▶ [Material extraído]:
━━━━━━━━━━━━━━━━━━━━

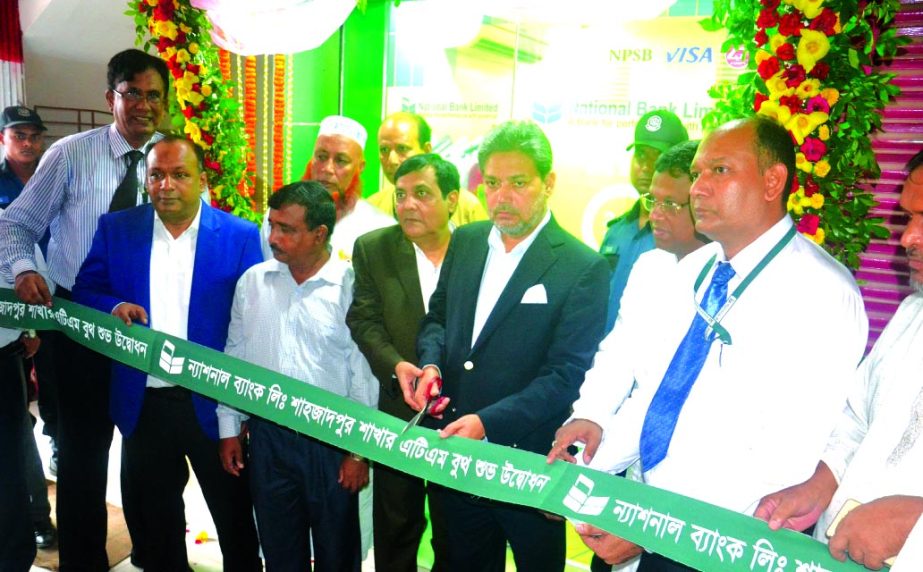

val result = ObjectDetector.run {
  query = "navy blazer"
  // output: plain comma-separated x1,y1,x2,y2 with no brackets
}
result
417,217,609,454
73,203,263,440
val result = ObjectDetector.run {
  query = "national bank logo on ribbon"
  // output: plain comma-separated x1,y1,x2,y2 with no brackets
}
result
563,475,609,516
532,101,564,125
160,340,186,375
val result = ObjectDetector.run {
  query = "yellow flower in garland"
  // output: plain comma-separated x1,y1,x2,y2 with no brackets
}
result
788,110,829,145
183,121,202,145
798,0,824,20
795,28,830,73
814,159,830,177
810,228,827,245
758,101,792,125
795,79,829,99
151,20,177,40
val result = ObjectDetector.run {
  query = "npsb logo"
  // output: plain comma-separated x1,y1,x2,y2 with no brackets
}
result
609,48,653,63
563,475,609,516
667,46,714,64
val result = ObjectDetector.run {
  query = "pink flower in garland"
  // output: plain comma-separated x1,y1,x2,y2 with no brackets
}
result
756,57,779,80
776,64,805,87
798,213,820,235
756,8,779,29
801,137,827,163
804,95,830,113
779,10,804,36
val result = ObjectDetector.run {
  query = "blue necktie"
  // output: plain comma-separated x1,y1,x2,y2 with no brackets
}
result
641,262,734,471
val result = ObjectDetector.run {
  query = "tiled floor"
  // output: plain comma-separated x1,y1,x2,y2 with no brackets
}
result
30,403,589,572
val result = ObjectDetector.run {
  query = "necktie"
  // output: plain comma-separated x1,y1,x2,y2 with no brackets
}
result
109,149,144,213
640,262,734,471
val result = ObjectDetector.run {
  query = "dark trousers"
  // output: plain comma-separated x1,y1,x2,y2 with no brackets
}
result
372,465,448,572
50,326,112,572
250,418,362,572
432,486,565,572
0,342,35,572
124,387,262,572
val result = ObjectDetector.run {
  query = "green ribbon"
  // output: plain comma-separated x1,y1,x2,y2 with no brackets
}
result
0,288,865,572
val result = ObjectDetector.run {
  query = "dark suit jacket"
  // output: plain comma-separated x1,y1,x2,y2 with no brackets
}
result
73,203,263,439
346,225,434,419
417,217,609,454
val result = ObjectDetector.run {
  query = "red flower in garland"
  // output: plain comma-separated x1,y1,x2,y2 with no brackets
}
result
756,8,779,29
779,95,801,113
801,137,827,162
753,30,769,47
798,213,820,235
808,62,830,81
779,10,804,36
776,42,795,61
808,8,836,36
756,57,779,80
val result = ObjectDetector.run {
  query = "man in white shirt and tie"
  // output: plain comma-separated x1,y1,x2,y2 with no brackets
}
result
560,117,868,572
756,152,923,572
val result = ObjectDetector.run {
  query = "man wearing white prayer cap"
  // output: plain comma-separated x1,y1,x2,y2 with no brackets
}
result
262,115,397,260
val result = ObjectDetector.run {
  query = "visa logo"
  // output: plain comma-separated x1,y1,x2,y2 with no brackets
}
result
667,46,712,64
609,48,653,62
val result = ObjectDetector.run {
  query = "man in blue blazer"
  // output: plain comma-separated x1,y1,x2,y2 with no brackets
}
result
408,122,609,572
73,136,262,572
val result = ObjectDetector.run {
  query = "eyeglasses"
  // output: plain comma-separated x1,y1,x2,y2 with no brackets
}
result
112,88,163,105
641,193,689,214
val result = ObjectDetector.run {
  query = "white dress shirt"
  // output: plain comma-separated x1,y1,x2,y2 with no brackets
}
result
0,123,163,289
814,294,923,572
571,249,688,427
471,211,551,347
147,205,202,387
410,242,445,313
217,256,378,439
591,216,868,514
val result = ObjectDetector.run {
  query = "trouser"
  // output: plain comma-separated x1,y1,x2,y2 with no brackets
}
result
124,387,262,572
250,418,360,572
433,486,565,572
372,465,448,572
0,341,35,572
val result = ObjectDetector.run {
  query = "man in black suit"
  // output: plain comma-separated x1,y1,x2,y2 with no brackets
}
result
408,122,609,572
346,153,460,572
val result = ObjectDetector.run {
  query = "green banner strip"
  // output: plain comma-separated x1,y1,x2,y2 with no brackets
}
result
0,289,865,572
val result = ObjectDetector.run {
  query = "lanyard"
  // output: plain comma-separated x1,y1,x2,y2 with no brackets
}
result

━━━━━━━━━━━━━━━━━━━━

▶ [Tarefa proposta]:
Transcreva fielmente as linhas dos registros, começando no início e terminando na linha que contém "73,203,263,440", com as duas pontas incluídas. Não inclua as imagens na resposta.

▶ [Resultado da tarefa]:
val result = ObjectDetector.run {
  query = "navy blazer"
  // output: plain comma-separated x1,y1,x2,y2 with no brackets
}
result
417,217,609,454
73,203,263,440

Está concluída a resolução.